*Provided records:*
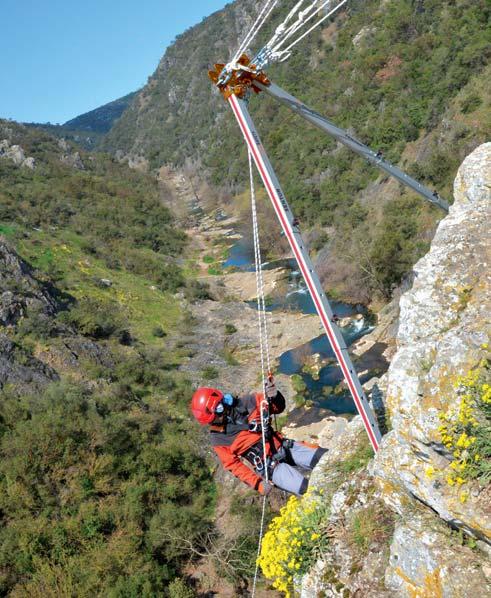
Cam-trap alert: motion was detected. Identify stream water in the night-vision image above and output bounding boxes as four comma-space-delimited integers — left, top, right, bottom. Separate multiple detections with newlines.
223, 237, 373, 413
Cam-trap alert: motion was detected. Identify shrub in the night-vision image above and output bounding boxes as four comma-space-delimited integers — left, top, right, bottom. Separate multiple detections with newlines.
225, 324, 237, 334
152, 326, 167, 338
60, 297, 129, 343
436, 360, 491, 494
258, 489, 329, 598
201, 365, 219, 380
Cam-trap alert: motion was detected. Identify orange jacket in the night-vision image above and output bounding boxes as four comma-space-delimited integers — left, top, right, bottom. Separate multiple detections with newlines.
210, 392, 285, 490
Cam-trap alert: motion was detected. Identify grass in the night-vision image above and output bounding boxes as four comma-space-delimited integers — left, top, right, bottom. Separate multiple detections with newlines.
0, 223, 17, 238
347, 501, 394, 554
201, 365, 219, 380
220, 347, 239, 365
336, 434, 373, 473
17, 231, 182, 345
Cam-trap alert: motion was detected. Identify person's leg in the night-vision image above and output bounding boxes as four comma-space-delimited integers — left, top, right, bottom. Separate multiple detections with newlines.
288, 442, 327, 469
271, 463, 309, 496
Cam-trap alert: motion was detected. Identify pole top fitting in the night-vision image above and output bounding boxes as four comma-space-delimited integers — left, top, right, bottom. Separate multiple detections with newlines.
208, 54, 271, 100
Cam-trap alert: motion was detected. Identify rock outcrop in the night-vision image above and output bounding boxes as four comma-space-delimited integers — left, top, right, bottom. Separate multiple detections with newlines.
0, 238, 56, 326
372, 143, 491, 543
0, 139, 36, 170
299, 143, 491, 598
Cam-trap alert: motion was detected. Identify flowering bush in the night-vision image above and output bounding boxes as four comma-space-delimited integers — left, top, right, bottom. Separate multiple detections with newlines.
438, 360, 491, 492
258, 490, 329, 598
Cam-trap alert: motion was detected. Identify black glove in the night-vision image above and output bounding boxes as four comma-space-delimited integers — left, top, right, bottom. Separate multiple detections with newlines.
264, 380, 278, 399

...

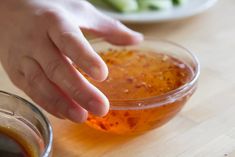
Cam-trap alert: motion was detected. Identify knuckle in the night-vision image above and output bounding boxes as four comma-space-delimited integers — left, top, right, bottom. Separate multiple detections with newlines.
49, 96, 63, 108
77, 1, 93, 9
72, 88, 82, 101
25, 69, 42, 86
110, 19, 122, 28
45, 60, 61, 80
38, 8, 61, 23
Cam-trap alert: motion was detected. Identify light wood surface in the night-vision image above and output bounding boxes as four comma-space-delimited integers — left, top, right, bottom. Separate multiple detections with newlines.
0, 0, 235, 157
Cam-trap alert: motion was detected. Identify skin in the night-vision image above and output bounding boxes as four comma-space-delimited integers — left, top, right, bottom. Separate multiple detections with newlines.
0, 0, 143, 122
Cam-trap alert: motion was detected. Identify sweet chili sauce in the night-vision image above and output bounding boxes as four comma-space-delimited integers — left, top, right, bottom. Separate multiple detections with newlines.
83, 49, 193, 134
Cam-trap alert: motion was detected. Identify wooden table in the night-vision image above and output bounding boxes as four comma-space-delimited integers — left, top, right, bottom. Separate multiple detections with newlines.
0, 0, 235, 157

---

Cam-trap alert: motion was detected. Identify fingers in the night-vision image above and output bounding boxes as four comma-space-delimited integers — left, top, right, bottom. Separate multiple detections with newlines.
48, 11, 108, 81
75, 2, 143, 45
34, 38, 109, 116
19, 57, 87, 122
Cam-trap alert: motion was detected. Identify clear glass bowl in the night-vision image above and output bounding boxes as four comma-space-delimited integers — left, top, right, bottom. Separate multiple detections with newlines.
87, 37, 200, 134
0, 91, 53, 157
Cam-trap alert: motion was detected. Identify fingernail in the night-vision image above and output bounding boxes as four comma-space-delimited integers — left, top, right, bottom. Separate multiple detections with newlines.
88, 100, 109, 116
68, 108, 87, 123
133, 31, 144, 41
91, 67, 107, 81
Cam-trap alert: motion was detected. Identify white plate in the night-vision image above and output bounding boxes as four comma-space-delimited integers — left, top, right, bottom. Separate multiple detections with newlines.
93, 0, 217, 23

*Aim of the exercise:* Present the lines from the one containing "Cam-trap alert: motion was detected. Identify white" up to and including the one containing "93, 0, 217, 23" as a numbered list, leaving out any blank lines.

*Solution to the problem:*
1. Cam-trap alert: motion was detected. Identify white plate in the night-vision image above and output bounding boxes as four comma-space-delimited integers — left, top, right, bottom. Separate multiple detections with newlines.
2. 93, 0, 217, 23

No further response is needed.